[Start]

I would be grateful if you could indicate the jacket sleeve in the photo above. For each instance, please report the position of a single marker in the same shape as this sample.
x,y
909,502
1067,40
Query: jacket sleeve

[End]

- _Brief_: Rewrite the records, swapping each "jacket sleeve" for "coat sleeve" and leaving everything else untouched.

- _Solution to this problem_:
I would be grateful if you could indicate the coat sleeve in the photo above. For each instance, please report the position of a single marker in the same shape as this sample.
x,y
909,502
1067,40
Query: coat sleeve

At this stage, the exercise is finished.